═══ Extract to read ═══

Ex-Google Engineer Convicted for Stealing 2,000 AI Trade Secrets for China Startup
Ex-Google Engineer Convicted for Stealing 2,000 AI Trade Secrets for China Startup
https://thehackernews.com/2026/01/ex-google-engineer-convicted-for.html
Publish Date: 2026-01-30 02:35:00
Source Domain: thehackernews.com
A former Google engineer accused of stealing thousands of the company’s confidential documents to build a startup in China has been convicted in the U.S., the Department of Justice (DoJ) announced Thursday.
Linwei Ding (aka Leon Ding), 38, was convicted by a federal jury on seven counts of economic espionage and seven counts of theft of trade secrets for taking over 2,000 documents containing the tech giant’s trade secrets related to artificial intelligence (AI) technology for the benefit of the People’s Republic of China (PRC).
“Silicon Valley is at the forefront of artificial intelligence innovation, pioneering transformative work that drives economic growth and strengthens our national security,” said U.S. Attorney Craig H. Missakian. “We will vigorously protect American intellectual capital from foreign interests that seek to gain an unfair competitive advantage while putting our national security at risk.”

Ding was indicted in March 2024 for transferring sensitive proprietary information from Google’s network to his personal Google Cloud account. The stolen documents included details about the company’s supercomputing data center infrastructure used for running AI models, the Cluster Management System (CMS) software for managing the data centers, and the AI models and applications they supported.

═══ Provided information ═══

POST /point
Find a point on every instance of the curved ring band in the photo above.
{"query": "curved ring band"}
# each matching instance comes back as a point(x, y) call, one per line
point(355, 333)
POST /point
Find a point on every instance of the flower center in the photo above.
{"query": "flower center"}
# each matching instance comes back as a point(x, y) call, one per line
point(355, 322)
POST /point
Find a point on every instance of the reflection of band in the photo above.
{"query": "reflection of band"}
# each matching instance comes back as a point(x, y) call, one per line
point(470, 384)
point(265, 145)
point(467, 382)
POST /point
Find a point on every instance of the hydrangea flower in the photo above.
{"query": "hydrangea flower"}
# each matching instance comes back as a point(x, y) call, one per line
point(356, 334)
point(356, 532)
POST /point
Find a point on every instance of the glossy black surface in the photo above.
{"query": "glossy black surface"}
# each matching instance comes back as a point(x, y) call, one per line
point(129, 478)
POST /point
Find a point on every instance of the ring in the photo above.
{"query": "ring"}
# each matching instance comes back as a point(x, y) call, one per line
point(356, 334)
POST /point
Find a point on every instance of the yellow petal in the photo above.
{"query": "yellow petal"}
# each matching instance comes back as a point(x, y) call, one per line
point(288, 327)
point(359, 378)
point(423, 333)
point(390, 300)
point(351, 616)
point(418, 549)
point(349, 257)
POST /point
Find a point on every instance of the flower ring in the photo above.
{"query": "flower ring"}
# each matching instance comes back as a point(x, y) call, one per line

═══

*Prompt 1*. In the Google trade-secrets article, how many counts of economic espionage was Linwei Ding convicted on?
*Prompt 2*. Retype the Google trade-secrets article from "Ding was indicted" to "applications they supported.".

*Reply 1*. Seven counts.

*Reply 2*.
Ding was indicted in March 2024 for transferring sensitive proprietary information from Google’s network to his personal Google Cloud account. The stolen documents included details about the company’s supercomputing data center infrastructure used for running AI models, the Cluster Management System (CMS) software for managing the data centers, and the AI models and applications they supported.